● **Work task**
Gather each line of the material below that contains the string "block". Letter case must match.

(Dataset entries)
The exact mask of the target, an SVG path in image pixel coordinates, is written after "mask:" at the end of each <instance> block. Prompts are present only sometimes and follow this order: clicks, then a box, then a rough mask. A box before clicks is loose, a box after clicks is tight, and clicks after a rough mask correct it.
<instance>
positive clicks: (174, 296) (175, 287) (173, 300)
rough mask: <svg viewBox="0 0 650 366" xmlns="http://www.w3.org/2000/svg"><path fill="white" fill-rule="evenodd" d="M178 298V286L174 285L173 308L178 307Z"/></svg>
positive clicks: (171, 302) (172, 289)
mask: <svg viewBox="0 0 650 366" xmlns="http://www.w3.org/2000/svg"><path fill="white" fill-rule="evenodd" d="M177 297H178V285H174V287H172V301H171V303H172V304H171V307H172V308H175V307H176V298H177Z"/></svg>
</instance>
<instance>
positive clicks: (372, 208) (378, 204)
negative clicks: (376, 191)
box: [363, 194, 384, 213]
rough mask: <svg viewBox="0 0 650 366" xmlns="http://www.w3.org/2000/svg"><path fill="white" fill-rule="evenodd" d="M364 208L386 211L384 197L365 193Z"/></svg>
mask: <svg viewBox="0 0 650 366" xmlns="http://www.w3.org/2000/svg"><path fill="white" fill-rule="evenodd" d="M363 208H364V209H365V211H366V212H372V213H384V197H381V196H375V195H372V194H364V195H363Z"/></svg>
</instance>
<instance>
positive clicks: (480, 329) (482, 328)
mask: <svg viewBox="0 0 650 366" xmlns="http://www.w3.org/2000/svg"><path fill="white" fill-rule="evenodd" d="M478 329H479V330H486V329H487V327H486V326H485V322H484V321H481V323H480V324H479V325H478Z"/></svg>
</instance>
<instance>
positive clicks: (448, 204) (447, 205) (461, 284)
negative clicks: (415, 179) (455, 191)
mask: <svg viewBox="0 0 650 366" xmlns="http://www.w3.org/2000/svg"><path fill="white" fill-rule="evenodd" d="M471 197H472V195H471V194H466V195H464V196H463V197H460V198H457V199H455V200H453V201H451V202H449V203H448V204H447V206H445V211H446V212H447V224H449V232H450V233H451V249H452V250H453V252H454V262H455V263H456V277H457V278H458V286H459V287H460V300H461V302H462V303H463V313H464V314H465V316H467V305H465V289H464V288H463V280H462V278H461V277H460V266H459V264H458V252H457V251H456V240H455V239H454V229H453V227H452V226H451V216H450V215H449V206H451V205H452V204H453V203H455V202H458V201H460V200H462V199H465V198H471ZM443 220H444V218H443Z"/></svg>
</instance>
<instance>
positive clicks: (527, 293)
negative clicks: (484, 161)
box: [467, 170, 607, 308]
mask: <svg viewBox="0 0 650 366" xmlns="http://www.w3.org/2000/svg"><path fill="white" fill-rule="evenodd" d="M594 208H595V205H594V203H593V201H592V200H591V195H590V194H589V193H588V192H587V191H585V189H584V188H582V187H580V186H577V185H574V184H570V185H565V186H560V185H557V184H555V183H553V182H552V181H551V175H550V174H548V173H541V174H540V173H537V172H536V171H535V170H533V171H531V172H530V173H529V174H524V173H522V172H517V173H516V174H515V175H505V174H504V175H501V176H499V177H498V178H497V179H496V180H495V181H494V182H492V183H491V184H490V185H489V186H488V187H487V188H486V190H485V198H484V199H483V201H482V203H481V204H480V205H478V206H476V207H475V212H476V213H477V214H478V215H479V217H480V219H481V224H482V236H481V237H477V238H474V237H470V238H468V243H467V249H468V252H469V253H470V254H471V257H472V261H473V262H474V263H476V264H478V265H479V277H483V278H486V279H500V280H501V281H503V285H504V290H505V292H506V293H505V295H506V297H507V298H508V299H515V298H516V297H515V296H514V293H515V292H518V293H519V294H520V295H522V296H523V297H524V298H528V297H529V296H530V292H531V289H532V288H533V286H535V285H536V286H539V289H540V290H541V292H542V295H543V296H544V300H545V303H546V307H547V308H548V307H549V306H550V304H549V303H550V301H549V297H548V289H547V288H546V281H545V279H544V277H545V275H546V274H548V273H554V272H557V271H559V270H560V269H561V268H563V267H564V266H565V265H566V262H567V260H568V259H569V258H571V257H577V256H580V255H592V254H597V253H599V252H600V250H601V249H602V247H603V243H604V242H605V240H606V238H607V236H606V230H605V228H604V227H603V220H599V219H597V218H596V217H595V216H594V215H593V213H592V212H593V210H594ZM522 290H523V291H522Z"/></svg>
==
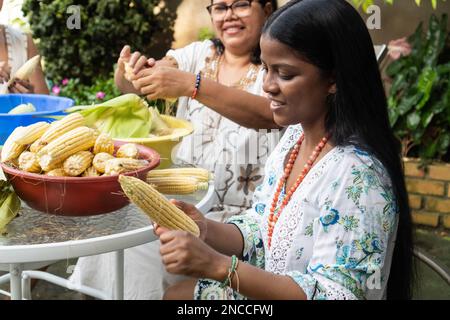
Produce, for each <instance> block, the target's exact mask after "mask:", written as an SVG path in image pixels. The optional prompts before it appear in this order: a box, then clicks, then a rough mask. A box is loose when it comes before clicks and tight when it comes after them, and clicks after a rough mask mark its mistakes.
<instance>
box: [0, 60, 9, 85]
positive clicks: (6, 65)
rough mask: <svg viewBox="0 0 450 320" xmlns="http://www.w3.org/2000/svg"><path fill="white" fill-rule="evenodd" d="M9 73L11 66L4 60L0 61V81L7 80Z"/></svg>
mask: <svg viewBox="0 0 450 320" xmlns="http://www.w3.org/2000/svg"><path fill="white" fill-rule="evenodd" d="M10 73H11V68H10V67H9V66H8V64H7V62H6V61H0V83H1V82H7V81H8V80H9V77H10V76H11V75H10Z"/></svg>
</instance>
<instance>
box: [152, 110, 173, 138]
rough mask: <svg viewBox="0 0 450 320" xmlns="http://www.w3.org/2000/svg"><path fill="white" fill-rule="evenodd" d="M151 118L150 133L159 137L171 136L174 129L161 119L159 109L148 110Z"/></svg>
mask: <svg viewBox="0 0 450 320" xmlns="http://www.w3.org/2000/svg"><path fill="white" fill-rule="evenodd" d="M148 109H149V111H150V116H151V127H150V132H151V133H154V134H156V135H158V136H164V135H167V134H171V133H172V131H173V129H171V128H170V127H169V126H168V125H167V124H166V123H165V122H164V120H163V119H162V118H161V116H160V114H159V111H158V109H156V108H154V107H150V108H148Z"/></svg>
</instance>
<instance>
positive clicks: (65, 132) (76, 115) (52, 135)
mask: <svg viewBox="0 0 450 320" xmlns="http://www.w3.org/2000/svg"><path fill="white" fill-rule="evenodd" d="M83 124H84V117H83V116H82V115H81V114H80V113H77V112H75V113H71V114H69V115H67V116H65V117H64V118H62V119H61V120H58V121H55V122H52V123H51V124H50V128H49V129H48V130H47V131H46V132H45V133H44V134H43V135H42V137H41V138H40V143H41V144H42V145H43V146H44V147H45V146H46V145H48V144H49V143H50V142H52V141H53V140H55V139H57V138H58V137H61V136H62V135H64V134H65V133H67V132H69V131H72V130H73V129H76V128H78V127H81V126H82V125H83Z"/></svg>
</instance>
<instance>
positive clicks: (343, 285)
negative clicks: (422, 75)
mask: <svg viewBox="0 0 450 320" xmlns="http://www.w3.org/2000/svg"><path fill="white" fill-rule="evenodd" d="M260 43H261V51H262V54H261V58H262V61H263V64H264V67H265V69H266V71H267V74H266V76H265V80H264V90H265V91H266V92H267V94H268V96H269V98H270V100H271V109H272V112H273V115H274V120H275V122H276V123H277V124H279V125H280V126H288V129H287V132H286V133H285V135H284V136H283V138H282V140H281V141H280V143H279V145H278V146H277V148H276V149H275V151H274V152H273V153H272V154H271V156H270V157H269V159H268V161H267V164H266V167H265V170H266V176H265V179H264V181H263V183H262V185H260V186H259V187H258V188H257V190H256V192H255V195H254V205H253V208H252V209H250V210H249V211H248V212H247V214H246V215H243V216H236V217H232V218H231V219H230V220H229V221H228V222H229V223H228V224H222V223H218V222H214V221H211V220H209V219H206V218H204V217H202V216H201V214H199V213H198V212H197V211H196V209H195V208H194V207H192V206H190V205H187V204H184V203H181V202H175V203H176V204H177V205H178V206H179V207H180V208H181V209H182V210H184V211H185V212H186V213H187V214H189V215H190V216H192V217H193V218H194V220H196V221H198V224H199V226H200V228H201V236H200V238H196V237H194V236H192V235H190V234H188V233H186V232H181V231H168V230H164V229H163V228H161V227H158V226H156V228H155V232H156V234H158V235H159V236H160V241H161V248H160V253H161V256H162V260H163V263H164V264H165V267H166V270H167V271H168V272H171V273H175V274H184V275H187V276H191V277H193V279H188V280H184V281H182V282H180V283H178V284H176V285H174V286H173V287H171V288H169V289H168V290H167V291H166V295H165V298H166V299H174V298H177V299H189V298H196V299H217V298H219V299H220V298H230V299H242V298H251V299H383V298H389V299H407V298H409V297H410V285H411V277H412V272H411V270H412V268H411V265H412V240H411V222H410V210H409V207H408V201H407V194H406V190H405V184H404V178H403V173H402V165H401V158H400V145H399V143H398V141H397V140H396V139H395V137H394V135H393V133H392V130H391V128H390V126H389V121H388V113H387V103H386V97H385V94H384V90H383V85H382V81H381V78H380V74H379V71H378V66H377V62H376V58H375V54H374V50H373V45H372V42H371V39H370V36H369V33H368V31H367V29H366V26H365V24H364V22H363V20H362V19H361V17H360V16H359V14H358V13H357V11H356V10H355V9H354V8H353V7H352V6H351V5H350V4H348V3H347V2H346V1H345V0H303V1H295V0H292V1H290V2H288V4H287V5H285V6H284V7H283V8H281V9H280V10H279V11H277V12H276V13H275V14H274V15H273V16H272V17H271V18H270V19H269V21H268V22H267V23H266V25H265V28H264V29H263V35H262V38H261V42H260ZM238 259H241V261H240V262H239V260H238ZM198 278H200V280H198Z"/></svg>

● **Answer to this exercise**
The exact mask of the target, an SVG path in image pixel coordinates, is written after "mask:" at the end of each <instance> block. Prompts are present only sometimes and follow this order: clicks, then a box, then a rough mask. A box before clicks is loose, a box after clicks is tight, and clicks after a rough mask correct it.
Produce, for each <instance> block, the target's exact mask after "mask:", written as an SVG path in image pixels. The optional prompts before it appear in this order: a box, then clicks, then a rough mask. A box is loose when it comes before clicks and tight when it comes after them, and clicks after a rough mask mark its mistakes.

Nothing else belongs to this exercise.